**Your goal**: Gather all lines with "above" from the records.

*** Material to process Section Begins ***

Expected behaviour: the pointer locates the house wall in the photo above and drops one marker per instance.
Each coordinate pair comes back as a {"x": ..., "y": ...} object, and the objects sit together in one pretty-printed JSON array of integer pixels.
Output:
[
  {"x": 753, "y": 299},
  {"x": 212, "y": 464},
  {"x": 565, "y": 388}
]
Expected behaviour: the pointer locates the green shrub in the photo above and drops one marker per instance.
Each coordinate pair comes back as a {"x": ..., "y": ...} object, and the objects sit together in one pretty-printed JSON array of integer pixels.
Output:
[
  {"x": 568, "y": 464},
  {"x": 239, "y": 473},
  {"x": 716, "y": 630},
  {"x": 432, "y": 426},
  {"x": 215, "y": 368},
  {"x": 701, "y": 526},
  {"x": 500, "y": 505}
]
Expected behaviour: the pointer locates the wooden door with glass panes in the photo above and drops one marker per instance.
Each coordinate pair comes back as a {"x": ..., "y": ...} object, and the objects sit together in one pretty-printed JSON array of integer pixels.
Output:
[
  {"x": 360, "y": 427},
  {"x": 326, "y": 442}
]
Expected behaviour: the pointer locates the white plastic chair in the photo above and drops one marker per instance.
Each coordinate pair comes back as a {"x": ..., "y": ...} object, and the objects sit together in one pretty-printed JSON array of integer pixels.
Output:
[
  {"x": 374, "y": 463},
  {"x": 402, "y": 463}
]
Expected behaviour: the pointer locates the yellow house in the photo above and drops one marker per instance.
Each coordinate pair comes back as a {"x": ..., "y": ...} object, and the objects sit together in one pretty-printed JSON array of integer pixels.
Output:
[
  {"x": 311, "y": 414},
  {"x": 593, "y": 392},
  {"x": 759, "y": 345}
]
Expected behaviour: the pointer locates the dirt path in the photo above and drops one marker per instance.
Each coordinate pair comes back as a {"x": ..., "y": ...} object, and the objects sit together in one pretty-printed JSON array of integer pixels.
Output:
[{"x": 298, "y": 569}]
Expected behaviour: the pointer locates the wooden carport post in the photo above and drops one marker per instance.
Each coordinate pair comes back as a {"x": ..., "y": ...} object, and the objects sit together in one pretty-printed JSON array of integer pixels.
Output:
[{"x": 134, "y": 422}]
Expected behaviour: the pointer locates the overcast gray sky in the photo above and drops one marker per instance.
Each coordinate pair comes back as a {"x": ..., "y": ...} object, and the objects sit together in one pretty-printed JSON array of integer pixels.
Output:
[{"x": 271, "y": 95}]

*** Material to process Section Ends ***

**Solution for this exercise**:
Expected behaviour: the pointer locates the house wall in the photo above and drops one marker per instance.
Expected behaviour: the pointer locates the green shrub in the photo above and drops one marker per instance.
Expected behaviour: the pointer locates the wooden door with glass panes in the photo above and drops one marker per instance.
Expected behaviour: the pointer locates the white plastic chair in the photo above and drops one marker per instance.
Expected behaviour: the pointer locates the yellow house in the photo above and drops one marker per instance.
Expected behaviour: the pointer locates the dirt path in the photo above and drops one marker per instance.
Expected behaviour: the pointer locates the wooden carport post in the photo above and drops one marker per instance.
Expected behaviour: the pointer locates the overcast gray sky in the photo above and drops one marker per instance.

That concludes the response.